#### Supplied passage
|The 'Neptune' ship|
Here is a story which just goes to show how punishment has changed since the mid-19th century. It concerns a John Bancroft from Ovenden near Halifax in Yorkshire, who appeared in court at the York Assizes on 18th October 1845 charged with the theft of a lock and key from one person and two handkerchiefs from another and was sentenced in court to seven years transportation !
No further details were given about the offences, or about the defendant’s previous record of convictions, but even by standards at the time this must have seemed an unusually harsh sentence when compared with sentences given out the same day to people who were also guilty of various thefts and were given short prison sentences.
John Bancroft was born and brought up in the area known as Ovenden, the son of Thomas and Jane Bancroft and the 1841 census shows the family of Thomas and Jane living at Park Lane with their six children, John being 14 years old at the time. His father is listed as a Surveyor [shown as ‘Surveyor of roads’ on the later census]. Oddly none of the children as shown as working, which must have been an omission by the census enumerator.
This got me wondering about what a sentence of Transportation actual entailed, and how people coped with this dramatic change in their life. us thefts and were given short prison
Between 1788 and 1868, approximately 162,000 convicts were transported to the various Australian penal colonies by the British government. The British government began transporting criminals to overseas colonies in the 17th century, and when transportation to the American colonies declined with the move towards American independence in the 1770s, an alternative site was needed to avoid further overcrowding of British prisons and hulks[ floating prisons]. In 1770, James Cook charted and claimed possession of the east coast of Australia for Britain. Due to the continent's isolation, it was considered ideal for a penal colony, and in 1787 the First Fleet of eleven convict ships set sail for Botany Bay, arriving on 20 January 1788 to found Sydney, the first European settlement in Australia. Other penal colonies were later established in Van Diemen's Land [Tasmania], Queensland and Western Australia. Penal transportation to Australia peaked in the 1830s and dropped off significantly in the following decade. The last convict ship arrived in Western Australia on 10 January 1868.Many of the convicts were transported for petty crimes such as theft. More serious crimes, such as rape and murder, were not transportable offences. After their prison terms were served most stayed in Australia and joined the other settlers, with some rising to prominent positions in Australian society. Approximately 20% of modern Australians are descended from transported convicts. Once deemed the "convict stain", it is now considered by many Australians to be a cause for celebration to have a convict in one's lineage.
########
#### Raw records
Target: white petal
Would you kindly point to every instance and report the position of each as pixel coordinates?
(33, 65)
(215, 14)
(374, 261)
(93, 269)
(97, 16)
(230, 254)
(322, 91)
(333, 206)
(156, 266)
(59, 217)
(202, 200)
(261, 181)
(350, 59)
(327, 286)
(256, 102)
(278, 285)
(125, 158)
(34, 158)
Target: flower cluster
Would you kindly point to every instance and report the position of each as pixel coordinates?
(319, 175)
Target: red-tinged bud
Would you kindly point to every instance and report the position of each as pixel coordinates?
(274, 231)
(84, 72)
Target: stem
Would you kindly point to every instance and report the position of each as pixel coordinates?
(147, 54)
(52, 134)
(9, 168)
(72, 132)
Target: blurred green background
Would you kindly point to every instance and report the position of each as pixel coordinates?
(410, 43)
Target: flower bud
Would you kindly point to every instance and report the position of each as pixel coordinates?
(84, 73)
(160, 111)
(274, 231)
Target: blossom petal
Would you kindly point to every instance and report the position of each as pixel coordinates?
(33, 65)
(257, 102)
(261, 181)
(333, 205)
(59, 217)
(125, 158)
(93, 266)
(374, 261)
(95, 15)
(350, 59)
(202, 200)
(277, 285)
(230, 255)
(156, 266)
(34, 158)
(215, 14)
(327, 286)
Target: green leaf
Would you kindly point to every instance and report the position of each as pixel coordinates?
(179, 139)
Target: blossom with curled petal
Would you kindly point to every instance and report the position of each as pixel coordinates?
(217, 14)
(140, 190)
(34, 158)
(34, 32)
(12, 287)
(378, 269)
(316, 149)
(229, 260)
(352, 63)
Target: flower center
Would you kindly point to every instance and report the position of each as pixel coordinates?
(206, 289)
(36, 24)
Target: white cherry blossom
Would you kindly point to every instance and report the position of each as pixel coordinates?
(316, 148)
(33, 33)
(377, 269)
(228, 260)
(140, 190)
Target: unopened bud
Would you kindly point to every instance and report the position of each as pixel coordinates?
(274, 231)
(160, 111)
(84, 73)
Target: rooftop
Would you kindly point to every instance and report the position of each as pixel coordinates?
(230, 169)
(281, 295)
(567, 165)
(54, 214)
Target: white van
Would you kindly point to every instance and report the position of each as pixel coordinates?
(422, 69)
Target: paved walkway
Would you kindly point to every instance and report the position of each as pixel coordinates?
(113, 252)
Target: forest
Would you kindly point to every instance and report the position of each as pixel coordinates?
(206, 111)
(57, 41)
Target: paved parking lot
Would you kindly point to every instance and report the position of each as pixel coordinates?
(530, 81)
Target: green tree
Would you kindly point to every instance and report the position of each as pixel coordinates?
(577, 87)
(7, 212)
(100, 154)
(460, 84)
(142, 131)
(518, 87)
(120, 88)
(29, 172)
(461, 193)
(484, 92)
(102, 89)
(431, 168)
########
> Jobs
[a] From the passage above about John Bancroft's sentence of transportation, copy the part from "No further details" to "short prison sentences.".
[b] Pick up the account of convict transportation to Australia after its last sentence and carry it forward.

> Answers provided
[a]
No further details were given about the offences, or about the defendant’s previous record of convictions, but even by standards at the time this must have seemed an unusually harsh sentence when compared with sentences given out the same day to people who were also guilty of various thefts and were given short prison sentences.

[b]
Although John was convicted in York on 18th October 1845, it was almost four years later before he was actually put on a Transportation Ship. It seems likely that he was held in the south of England for all this time in what was known as a ‘Hulk’, which was a decommissioned ship, no longer capable of going to sea. The Industrial Revolution had led to an increase in petty crime due to the economic displacement of much of the population, putting pressure on the government to find an alternative to confinement in overcrowded gaols, at one stage holding over 80% of criminals who had been convicted of theft. The overcrowding situation was so dire that hulks left over from the Seven Years’ War were used as makeshift floating prisons. This practice was gradually rescinded in the 1800’s because Judges and Juries considered its punishment too harsh, but since lawmakers still wanted punishment to deter potential criminals, they increasingly applied transportation as a more humane alternative to imprisonment or execution.
|A Hulk [Prison Ship] moored on the Thames|
John was one of 305 convicts who left their homeland, on 18th April 1849 on a ship called ‘Neptune’ for the perilous journey which took virtually 12 months to arrive in Hobart, Tasmania on 5th April 1850. By the time of arrival only 282 out of the 305 original convicts had survived the journey. A complete list of all the convicts on the ship can be viewed here, and it can be seen that they came from all walks of life and from all parts of the country, including many from Ireland.The reason the voyage took so long was that the Neptune was originally destined to transport the convicts to South Africa, where the authorities intended to establish a new penal colony, and on 19 September 1849 The Neptune entered and anchored in Simon's Bay (now Simonstown) in the Cape, after being met earlier with a furious city population in Table Bay. However, the residents of the Cape were also outraged at this proposal, and a resistance movement called the Anti-Convict Committee was established, and this resistance movement eventually succeeded, with the English Parliament cancelling this plan, leaving the Ship’s Captain with little alternative but to set sail again and make for Tasmania.
In the early days of transportation, conditions on board ship were terrible and many died on the journey, which normally took between four and six months. Towards the mid-19th century, things had improved and examination of the transportation records indicates that the number who perished on the voyage had reduced.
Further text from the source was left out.